## [THE PROBLEM]
Set down every one of the lines below word for word, leaving out the pictures.

=== DATASET CONTENT ===

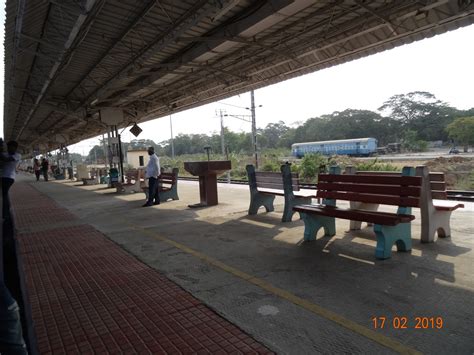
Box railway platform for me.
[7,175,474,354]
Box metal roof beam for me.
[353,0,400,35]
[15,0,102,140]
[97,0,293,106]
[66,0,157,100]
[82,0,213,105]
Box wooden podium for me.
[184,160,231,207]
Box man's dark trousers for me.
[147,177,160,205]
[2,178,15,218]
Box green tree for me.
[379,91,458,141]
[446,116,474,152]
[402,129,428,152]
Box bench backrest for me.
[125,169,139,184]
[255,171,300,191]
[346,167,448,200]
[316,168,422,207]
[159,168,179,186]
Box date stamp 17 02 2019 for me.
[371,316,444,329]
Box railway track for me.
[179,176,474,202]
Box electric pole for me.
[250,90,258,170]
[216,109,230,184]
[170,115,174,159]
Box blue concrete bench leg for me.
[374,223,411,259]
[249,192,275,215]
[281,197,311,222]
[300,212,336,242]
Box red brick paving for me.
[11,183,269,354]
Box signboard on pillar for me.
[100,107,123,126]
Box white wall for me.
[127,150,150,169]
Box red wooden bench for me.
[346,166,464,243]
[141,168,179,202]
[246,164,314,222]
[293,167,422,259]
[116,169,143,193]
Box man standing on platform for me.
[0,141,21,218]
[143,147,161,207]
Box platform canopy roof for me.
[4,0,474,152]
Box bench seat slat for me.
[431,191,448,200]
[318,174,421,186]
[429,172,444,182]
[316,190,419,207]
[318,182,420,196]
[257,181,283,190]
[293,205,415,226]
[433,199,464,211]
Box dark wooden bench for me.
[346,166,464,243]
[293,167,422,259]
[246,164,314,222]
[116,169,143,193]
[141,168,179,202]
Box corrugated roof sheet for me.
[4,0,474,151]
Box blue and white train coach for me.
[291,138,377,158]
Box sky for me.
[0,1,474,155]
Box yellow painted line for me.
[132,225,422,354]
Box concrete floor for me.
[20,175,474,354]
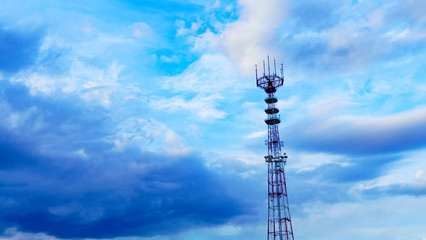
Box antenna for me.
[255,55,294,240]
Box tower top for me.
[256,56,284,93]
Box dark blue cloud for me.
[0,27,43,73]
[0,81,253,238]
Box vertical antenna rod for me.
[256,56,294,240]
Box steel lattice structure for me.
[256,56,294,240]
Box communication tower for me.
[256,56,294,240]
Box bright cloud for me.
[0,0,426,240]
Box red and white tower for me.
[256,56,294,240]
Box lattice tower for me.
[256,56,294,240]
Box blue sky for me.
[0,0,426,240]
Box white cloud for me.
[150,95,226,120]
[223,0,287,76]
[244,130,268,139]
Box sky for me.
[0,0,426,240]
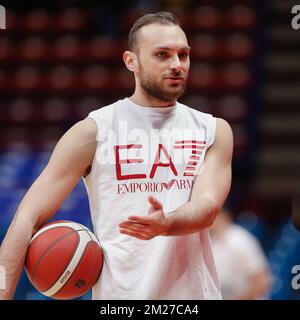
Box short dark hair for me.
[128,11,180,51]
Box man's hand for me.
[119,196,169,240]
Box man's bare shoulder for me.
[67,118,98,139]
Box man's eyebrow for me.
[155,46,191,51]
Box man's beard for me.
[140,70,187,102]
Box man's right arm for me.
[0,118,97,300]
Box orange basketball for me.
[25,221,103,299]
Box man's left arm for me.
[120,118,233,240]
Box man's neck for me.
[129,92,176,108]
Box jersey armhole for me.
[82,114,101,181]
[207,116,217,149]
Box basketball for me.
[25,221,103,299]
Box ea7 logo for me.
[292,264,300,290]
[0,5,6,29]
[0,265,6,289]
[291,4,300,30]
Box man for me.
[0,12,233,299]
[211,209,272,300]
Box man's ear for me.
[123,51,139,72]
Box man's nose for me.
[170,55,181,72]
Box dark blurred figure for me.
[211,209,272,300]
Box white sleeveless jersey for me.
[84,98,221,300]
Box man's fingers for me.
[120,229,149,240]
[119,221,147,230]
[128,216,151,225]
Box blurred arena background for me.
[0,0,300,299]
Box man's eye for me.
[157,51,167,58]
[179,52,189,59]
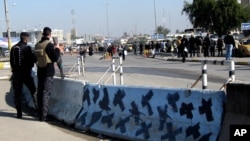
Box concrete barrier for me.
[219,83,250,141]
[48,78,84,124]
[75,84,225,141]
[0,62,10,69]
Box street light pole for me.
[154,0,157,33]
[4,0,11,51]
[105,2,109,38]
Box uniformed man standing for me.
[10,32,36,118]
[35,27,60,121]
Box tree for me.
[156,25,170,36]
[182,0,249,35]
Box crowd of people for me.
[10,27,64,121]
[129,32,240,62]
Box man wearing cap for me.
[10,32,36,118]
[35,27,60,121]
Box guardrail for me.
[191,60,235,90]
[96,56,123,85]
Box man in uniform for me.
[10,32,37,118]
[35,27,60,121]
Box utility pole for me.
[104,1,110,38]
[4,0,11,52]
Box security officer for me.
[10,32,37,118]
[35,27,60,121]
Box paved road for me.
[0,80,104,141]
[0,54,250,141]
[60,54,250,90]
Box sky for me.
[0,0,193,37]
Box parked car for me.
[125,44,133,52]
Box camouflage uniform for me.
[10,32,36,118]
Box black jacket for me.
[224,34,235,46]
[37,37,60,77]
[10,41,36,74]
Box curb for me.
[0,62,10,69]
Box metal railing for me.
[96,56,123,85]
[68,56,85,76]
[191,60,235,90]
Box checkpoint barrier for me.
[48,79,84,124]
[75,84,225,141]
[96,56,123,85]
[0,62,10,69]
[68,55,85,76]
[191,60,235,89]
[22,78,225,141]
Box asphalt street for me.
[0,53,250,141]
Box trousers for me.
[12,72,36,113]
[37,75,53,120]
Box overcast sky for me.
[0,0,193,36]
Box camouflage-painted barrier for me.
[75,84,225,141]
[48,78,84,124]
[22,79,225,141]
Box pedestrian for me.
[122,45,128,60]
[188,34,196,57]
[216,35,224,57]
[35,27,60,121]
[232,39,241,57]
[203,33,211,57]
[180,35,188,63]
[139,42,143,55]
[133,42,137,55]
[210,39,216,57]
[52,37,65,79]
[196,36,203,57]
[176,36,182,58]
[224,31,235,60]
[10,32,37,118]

===

## [TASK RESPONSE]
Box railway platform for me.
[7,175,474,354]
Box metal roof beam for me.
[353,0,400,35]
[15,0,102,140]
[97,0,293,106]
[66,0,157,100]
[82,0,213,105]
Box wooden podium for me.
[184,160,231,207]
Box man's dark trousers for me.
[147,177,160,205]
[2,178,15,218]
Box green tree for me.
[379,91,458,141]
[446,116,474,152]
[402,129,428,152]
Box bench backrest for me.
[125,169,139,184]
[255,171,300,191]
[346,167,448,200]
[316,168,422,207]
[159,168,179,186]
Box date stamp 17 02 2019 for me.
[371,316,444,329]
Box railway track for me.
[179,176,474,202]
Box electric pole for me.
[250,90,258,170]
[216,109,230,184]
[170,115,174,159]
Box blue concrete bench leg for me.
[374,223,411,259]
[249,192,275,215]
[281,197,311,222]
[300,212,336,242]
Box red brick paving for me.
[11,183,269,354]
Box signboard on pillar for me.
[100,107,123,126]
Box white wall for me.
[127,150,150,169]
Box red wooden bench for me.
[346,166,464,243]
[141,168,179,202]
[246,164,314,222]
[293,167,422,259]
[116,169,143,193]
Box man standing on platform for me.
[0,141,21,218]
[143,147,161,207]
Box platform canopy roof for me.
[4,0,474,152]
Box bench seat slat for me.
[431,191,448,200]
[318,174,421,186]
[429,172,444,182]
[316,190,419,207]
[318,182,420,196]
[257,181,283,190]
[293,205,415,226]
[433,199,464,211]
Box dark wooden bench for me.
[346,166,464,243]
[293,167,422,259]
[246,164,314,222]
[116,169,143,193]
[141,168,179,202]
Box corrugated roof sheet for me.
[4,0,474,151]
Box blue and white train coach for me.
[291,138,377,158]
Box sky for me.
[0,1,474,155]
Box yellow painted line for me.
[132,225,422,354]
Box concrete floor for me.
[20,175,474,354]
Box antenna for me.
[255,55,294,240]
Box tower top for me.
[256,56,284,93]
Box dark blue cloud for me.
[0,27,43,73]
[0,81,253,238]
Box vertical antenna rod for me.
[256,56,294,240]
Box steel lattice structure for me.
[256,56,294,240]
Box communication tower for me.
[256,56,294,240]
Box bright cloud for me.
[0,0,426,240]
Box red and white tower for me.
[256,56,294,240]
Box lattice tower for me.
[256,56,294,240]
Box blue sky for me.
[0,0,426,240]
Box white cloud for me.
[150,95,226,120]
[223,0,287,76]
[244,130,268,139]
Box sky for me.
[0,0,426,240]
Box short dark hair for me.
[128,11,180,51]
Box man's hand for me.
[119,196,169,240]
Box man's bare shoulder for me.
[67,118,98,139]
Box man's eyebrow for me.
[155,46,191,51]
Box man's beard for me.
[140,70,187,102]
Box man's right arm for me.
[0,118,97,300]
Box orange basketball for me.
[25,221,103,299]
Box man's left arm for me.
[120,118,233,240]
Box man's neck for me.
[129,92,176,108]
Box jersey armhole for me.
[82,114,101,181]
[207,116,217,149]
Box basketball for me.
[25,221,103,299]
Box ea7 logo for me.
[292,264,300,290]
[0,5,6,29]
[0,265,6,289]
[291,4,300,30]
Box man for me.
[0,12,233,299]
[211,209,272,300]
Box man's ear for me.
[123,51,139,72]
Box man's nose for me.
[170,55,181,72]
Box dark blurred figure for me.
[211,209,272,300]
Box white sleeveless jersey for me.
[84,98,221,300]
Box man's fingers for me.
[120,229,149,240]
[119,221,147,230]
[128,216,151,225]
Box blurred arena background for me.
[0,0,300,299]
Box man's eye for me.
[157,51,167,58]
[179,52,189,59]
Box concrete barrier for me.
[219,83,250,141]
[48,78,84,124]
[75,84,225,141]
[0,62,10,69]
Box street light pole for me.
[154,0,157,33]
[4,0,11,51]
[105,2,109,38]
Box uniformed man standing for me.
[10,32,36,118]
[35,27,60,121]
Box tree for me.
[156,25,170,36]
[182,0,249,35]
Box crowd of people for me.
[10,27,64,121]
[129,32,240,62]
Box man wearing cap for me.
[10,32,36,118]
[35,27,60,121]
Box guardrail for me.
[191,60,235,90]
[96,56,123,85]
Box man in uniform for me.
[10,32,37,118]
[35,27,60,121]
Box utility pole for me.
[104,1,110,38]
[4,0,11,52]
Box security officer for me.
[10,32,37,118]
[35,27,60,121]
Box paved road for me.
[0,80,104,141]
[0,54,250,141]
[60,54,250,90]
Box sky for me.
[0,0,193,37]
Box parked car for me.
[125,44,133,52]
Box camouflage uniform for me.
[10,32,36,118]
Box black jacket for me.
[224,34,235,46]
[37,37,60,77]
[10,41,36,74]
Box curb for me.
[0,62,10,69]
Box metal railing for me.
[96,56,123,85]
[68,56,85,76]
[191,60,235,90]
Box checkpoint barrier for me.
[48,79,84,124]
[75,84,225,141]
[96,56,123,85]
[0,62,10,69]
[68,55,85,76]
[191,60,235,89]
[22,78,225,141]
Box asphalt street for me.
[0,53,250,141]
Box trousers for me.
[12,72,36,113]
[37,75,53,120]
Box overcast sky for me.
[0,0,193,36]
Box camouflage-painted barrier for me.
[75,84,225,141]
[48,78,84,124]
[22,79,225,141]
Box pedestrian for me.
[122,45,128,60]
[188,34,196,57]
[216,35,224,57]
[35,27,60,121]
[232,39,241,57]
[203,33,211,57]
[180,35,188,63]
[139,42,143,55]
[133,42,137,55]
[210,39,216,57]
[52,37,65,79]
[196,36,203,57]
[176,36,182,58]
[224,31,235,60]
[10,32,37,118]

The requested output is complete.